(Beginning of EXTRACTED RECORDS)

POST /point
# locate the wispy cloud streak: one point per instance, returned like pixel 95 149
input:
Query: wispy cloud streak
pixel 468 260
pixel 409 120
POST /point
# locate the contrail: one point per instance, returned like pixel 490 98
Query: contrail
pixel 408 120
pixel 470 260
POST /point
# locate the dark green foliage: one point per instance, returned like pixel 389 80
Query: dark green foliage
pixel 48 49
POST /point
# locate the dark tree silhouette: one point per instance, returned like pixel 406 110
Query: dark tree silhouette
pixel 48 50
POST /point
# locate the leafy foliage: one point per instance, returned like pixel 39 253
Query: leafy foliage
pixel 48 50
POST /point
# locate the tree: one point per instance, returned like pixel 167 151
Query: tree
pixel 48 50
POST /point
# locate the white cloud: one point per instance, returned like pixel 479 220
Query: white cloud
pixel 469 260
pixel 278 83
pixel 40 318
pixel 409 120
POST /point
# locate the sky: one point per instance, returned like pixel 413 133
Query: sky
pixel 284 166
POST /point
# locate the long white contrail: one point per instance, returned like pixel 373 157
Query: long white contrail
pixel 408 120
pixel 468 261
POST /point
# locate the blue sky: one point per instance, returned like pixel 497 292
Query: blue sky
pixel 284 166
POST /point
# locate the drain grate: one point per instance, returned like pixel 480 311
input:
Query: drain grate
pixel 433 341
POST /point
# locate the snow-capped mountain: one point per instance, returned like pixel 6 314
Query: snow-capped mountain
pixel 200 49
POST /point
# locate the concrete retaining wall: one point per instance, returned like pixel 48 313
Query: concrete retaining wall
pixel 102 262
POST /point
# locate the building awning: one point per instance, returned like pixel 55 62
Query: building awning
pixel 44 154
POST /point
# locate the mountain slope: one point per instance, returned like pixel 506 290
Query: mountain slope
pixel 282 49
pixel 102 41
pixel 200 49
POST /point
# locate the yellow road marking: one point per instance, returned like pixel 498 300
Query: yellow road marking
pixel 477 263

(End of EXTRACTED RECORDS)

Please reproduce the whole listing exactly, omitting no line.

RESULT OF THE EXERCISE>
POST /point
# locate the wispy cloud streak: one point per instance, returned like pixel 95 149
input:
Query: wispy cloud streak
pixel 468 260
pixel 409 120
POST /point
# locate the contrail: one point per instance, returned like pixel 490 98
Query: contrail
pixel 408 120
pixel 470 260
POST /point
# locate the dark green foliage: one point per instance, returned like pixel 389 80
Query: dark green foliage
pixel 48 49
POST /point
# locate the dark tree silhouette: one point per instance, returned like pixel 406 110
Query: dark tree silhouette
pixel 48 50
POST /point
# locate the leafy foliage: one point per instance, returned like pixel 39 253
Query: leafy foliage
pixel 48 50
POST /point
# locate the tree: one point per instance, returned like pixel 167 151
Query: tree
pixel 48 50
POST /point
# locate the white cloud: one point per instance, returned like pixel 479 220
Query: white cloud
pixel 469 260
pixel 278 83
pixel 40 318
pixel 409 120
POST /point
# locate the sky: one point per instance, returned like pixel 413 133
Query: sky
pixel 284 166
POST /point
# locate the long white contrail: one point per instance, returned like pixel 373 157
Query: long white contrail
pixel 408 120
pixel 468 261
POST /point
# locate the blue sky: one point per instance, returned like pixel 497 292
Query: blue sky
pixel 284 166
POST /point
# locate the drain grate: one point per instance, returned like pixel 480 311
input:
Query: drain grate
pixel 433 341
POST /point
# locate the snow-capped mountain: one point per instance, returned like pixel 6 314
Query: snow-capped mountain
pixel 200 49
POST /point
# locate the concrete retaining wall: one point per instance, returned like pixel 48 313
Query: concrete retaining wall
pixel 102 262
POST /point
# locate the building awning: one point per instance, returned like pixel 55 62
Query: building awning
pixel 44 154
POST /point
# locate the mountain slope: one point per instance, returned like pixel 506 290
Query: mountain slope
pixel 282 49
pixel 102 41
pixel 200 49
POST /point
# locate the yellow road marking: one point per instance, returned like pixel 498 300
Query: yellow road marking
pixel 477 263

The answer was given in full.